My heart flip-flopped to think of seeking God in the midst of pain because I know myself. I know that when the going gets tough, I suck into my turtle shell and wait to beat off the intruders with a stick. I talk a good game, but I am not strong; I'm scared and small and weak. I give God my character, imagine He would do as I would, and suddenly the outcome doesn't look so good. Instead of victories, I see defeat after defeat after defeat and when the stakes are high -- say, my daughter's life -- I cannot compute; I don't want to go there; I don't want to have to think about God in the midst of that.
But God isn't me (thank God!). God is a God who keeps His promises and who is there. And thankfully, none of it relies on me. One of my favorite stories from Genesis illustrates this. "The word of the Lord came to Abram in a vision: 'Fear not, Abram, for I am your shield; your reward shall be very great.' (Genesis 15:1)" Abram didn't understand; he had no children but God was promising him great things and offspring beyond number. Abram "believed the Lord, and he counted it to him as righteousness." To cement this covenant that God had made with Abram, as a physical manifestation of the promise, God has Abram bring him sacrifices, animals that he was to cut in half and lay in the grass. When the time came to seal the covenant, Abram fell into a deep sleep. God repeated His promises to Abram, and "when the sun had gone down and it was dark, behold, a smoking fire pot and a flaming torch passed between these pieces." Abram didn't move between the pieces of the sacrifice. Abram didn't uphold his part of the covenant. God sealed the covenant for both parties, for himself and for Abram. God made the covenant with Abram, and God would keep the covenant for both himself and Abram.

▶ [Source material]
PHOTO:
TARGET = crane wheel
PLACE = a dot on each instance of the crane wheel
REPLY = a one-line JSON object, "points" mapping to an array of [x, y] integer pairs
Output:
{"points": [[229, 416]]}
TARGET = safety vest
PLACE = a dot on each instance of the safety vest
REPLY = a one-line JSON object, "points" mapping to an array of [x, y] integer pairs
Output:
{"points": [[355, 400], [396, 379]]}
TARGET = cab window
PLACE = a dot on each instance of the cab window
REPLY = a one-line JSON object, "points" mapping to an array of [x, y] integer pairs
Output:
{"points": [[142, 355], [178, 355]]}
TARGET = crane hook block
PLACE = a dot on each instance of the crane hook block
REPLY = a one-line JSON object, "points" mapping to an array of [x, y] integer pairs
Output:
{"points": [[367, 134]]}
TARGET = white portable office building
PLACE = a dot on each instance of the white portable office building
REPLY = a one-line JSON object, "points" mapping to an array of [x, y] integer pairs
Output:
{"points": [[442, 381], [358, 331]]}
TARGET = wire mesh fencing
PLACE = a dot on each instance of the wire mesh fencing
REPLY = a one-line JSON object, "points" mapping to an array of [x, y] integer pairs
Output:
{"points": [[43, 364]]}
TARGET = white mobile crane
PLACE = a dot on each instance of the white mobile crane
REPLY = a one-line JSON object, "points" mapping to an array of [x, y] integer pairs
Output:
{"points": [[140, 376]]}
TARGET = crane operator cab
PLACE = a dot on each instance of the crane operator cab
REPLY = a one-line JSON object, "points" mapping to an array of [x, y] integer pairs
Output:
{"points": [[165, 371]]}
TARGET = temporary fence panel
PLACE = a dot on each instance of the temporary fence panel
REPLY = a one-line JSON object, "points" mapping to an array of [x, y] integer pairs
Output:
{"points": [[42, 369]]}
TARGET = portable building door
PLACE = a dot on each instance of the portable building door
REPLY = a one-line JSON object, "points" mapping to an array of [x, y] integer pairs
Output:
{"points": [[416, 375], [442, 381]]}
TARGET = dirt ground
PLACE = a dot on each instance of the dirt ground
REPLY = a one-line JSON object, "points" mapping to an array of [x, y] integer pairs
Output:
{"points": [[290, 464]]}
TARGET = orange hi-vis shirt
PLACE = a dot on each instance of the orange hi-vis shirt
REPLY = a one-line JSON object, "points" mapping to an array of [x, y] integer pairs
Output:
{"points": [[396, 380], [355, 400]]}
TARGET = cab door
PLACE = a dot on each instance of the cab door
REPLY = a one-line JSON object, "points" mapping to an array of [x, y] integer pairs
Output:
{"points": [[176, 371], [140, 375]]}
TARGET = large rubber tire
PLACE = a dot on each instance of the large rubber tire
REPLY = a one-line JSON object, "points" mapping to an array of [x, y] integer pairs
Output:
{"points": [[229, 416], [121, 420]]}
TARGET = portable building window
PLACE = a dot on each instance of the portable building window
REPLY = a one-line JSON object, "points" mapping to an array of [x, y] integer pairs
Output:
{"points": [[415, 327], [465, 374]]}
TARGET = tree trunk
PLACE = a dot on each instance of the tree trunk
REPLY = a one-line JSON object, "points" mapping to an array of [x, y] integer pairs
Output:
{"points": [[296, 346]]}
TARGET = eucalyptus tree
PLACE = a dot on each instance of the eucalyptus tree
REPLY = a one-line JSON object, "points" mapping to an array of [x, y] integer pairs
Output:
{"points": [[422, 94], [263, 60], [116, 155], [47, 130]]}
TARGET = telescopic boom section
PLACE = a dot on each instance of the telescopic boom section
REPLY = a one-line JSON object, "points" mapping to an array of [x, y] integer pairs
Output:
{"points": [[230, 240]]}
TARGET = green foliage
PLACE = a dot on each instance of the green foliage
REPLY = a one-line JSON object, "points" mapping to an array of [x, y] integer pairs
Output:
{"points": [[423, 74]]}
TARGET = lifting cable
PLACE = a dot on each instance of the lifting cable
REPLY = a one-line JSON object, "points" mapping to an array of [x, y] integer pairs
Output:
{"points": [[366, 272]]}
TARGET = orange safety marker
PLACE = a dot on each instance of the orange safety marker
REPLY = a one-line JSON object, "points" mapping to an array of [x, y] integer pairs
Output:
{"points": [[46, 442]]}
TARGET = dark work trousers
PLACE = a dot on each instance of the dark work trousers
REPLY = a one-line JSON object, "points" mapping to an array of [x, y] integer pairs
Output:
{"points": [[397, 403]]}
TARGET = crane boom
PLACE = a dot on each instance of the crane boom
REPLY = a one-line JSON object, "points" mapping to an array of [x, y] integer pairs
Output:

▶ [Study questions]
A) In the passage on God's covenant with Abram, why does the writer's heart flip-flop at the thought of seeking God in the midst of pain? Explain in one to three sentences.
B) According to the passage on God's covenant with Abram, what happened to Abram when the time came to seal the covenant?

▶ [Replies]
A) The writer's heart flip-flops because the writer knows that, when things get hard, the writer retreats like a turtle into its shell and is scared, small and weak rather than strong. The writer also gives God the writer's own character and imagines God would act the same way, so the outcome looks like defeat after defeat.

B) He fell into a deep sleep.